■ PROBLEM STATEMENT:
Pick up the NRL match-results notebook code below and keep writing it from the last line shown.

■ EXTRACT TO READ:
------------------------------------

In [None]:
import json
import pandas as pd 
import numpy as np 

In [None]:
teams = ["Broncos", "Roosters", "Wests Tigers", "Rabbitohs", "Storm", "Eels", "Raiders", "Knights", "Dragons", "Sea Eagles", "Panthers", "Sharks", "Bulldogs", "Dolphins", "Titans", "Cowboys", "Warriors"]
variables =["Year", "Win", "Defense", "Attack", "Margin", "Home", "Versus",  "Round"]
years =  [2023]

In [None]:

# Initialize an empty dictionary to store data for each year
years_arr = {}

# Open the JSON file containing NRL data
with open('../data/nrl_data_multi_years_2023.json', 'r') as file:
    # Load JSON data from the file
    data = json.load(file)
    
    # Extract NRL data from the loaded JSON
    data = data['NRL']
    
    # Iterate over each year in the years list
    for year in years:
        # Extract data for the current year and store it in the years_arr dictionary
        # Note: years.index(year) returns the index of the current year in the years list
        #       This index is then used to access the corresponding data for that year
        years_arr[year] = data[years.index(year)][str(year)]


In [None]:
# Create a DataFrame with columns representing combinations of team and variable names
df = pd.DataFrame(columns=[f"{team} {variable}" for team in teams for variable in variables])

In [None]:

# Initialize an empty list to store data for all rounds
all_store = []

# Iterate over each year in the years list
for year in years:
    # Iterate over each round (assuming 26 rounds)
    for round in range(0, 26):
        try:
            # Extract data for the current round
            round_data = years_arr[year][round][str(round+1)]
            
            # Create an empty feature array 
            round_store = np.zeros([len(teams)*len(variables)], dtype=int)
            round_teams = []
            
            # Iterate over each game in the round data
            for game in round_data:
                # Extract information about the game
                h_team = game['Home']
                h_score = int(game['Home_Score'])
                a_team = game['Away']
                a_score = int(game['Away_Score'])
                
                # Determine win or lose for each team
                h_team_win, a_team_win = h_score >= a_score, a_score >= h_score
                
                # Determine home team status
                h_home, a_home = 1, 0
                
                # Determine versus index
                h_versus, a_versus= teams.index(a_team), teams.index(h_team)
                
                # Determine defense (points let in)

------------------------------------

■ DATASET RECORDS:
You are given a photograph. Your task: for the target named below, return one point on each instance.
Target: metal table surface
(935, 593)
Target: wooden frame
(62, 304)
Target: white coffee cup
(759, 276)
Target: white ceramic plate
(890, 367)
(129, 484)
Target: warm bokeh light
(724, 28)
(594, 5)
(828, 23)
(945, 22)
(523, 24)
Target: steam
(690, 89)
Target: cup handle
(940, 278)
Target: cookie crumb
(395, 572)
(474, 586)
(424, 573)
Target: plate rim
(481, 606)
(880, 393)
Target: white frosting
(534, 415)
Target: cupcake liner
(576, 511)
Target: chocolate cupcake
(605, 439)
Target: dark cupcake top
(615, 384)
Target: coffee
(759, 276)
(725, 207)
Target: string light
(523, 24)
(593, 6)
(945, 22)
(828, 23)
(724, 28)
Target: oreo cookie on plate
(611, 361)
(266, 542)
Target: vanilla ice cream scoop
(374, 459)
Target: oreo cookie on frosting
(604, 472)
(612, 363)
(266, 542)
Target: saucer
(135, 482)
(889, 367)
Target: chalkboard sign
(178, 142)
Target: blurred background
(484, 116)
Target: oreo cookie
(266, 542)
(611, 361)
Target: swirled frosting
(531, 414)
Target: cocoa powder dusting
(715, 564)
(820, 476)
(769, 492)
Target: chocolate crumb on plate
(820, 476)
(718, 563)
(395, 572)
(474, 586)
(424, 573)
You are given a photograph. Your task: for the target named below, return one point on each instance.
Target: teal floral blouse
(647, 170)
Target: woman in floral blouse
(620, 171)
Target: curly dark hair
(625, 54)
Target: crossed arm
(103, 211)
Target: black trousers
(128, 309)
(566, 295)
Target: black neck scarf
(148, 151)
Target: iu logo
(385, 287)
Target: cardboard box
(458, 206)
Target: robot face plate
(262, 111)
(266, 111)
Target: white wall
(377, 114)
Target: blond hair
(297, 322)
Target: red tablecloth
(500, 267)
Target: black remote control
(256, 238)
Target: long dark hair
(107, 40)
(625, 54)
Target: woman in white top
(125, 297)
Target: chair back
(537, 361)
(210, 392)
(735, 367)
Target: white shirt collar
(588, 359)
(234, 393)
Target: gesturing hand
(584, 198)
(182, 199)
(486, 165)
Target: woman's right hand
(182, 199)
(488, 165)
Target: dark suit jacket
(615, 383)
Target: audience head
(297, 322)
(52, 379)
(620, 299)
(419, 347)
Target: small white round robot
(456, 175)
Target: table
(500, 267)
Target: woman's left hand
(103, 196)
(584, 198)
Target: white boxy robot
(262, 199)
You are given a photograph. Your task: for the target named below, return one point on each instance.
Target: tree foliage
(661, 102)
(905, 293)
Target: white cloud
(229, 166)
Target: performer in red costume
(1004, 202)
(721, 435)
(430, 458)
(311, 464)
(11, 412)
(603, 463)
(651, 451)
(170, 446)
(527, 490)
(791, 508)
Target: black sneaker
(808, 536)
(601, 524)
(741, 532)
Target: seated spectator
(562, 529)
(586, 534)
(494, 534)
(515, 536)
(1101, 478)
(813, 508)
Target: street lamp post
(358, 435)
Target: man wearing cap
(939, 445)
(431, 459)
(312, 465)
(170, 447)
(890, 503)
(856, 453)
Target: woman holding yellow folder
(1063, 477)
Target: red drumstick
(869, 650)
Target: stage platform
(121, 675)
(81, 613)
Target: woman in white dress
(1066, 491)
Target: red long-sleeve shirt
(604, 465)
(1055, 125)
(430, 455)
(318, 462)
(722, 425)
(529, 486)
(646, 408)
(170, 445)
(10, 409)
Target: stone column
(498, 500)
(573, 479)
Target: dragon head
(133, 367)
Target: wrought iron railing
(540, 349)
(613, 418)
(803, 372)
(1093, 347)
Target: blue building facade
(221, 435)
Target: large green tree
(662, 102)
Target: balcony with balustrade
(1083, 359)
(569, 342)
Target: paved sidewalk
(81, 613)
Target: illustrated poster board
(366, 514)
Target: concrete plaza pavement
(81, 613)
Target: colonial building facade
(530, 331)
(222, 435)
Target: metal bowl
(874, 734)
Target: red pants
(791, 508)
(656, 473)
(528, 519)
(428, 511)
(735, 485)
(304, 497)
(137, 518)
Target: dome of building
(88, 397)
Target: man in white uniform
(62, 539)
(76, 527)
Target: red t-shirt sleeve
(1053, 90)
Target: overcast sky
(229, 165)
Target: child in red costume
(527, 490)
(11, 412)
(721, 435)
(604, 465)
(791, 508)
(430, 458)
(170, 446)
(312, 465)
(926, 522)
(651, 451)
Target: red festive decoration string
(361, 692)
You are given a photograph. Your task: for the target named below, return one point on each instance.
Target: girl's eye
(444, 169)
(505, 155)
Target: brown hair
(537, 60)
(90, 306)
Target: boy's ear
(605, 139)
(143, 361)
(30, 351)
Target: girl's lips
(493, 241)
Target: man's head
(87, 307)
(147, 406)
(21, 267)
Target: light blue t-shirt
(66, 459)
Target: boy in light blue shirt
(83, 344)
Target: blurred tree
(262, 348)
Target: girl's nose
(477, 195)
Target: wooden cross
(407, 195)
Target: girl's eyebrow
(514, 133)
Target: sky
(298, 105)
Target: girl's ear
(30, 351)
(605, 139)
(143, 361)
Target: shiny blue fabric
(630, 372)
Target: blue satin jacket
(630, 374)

------------------------------------

■ TASK RESPONSE:
                h_team_defense = a_score
                a_team_defense = h_score  
                
                # Determine attack points scored
                h_team_attack = h_score 
                a_team_attack = a_score   
                
                # Determine margin
                h_team_margin =  h_score - a_score   
                a_team_margin =  a_score - h_score        
                
                # Keep track of which teams played to work out which teams had a bye 
                round_teams.append(h_team)
                round_teams.append(a_team)
                
                # Find the index of the team in the overarching array 
                a_team_idx = teams.index(a_team)
                h_team_idx = teams.index(h_team)
                
                # Determine feature map index
                a_team_idx_fm = a_team_idx * len(variables)
                h_team_idx_fm = h_team_idx * len(variables)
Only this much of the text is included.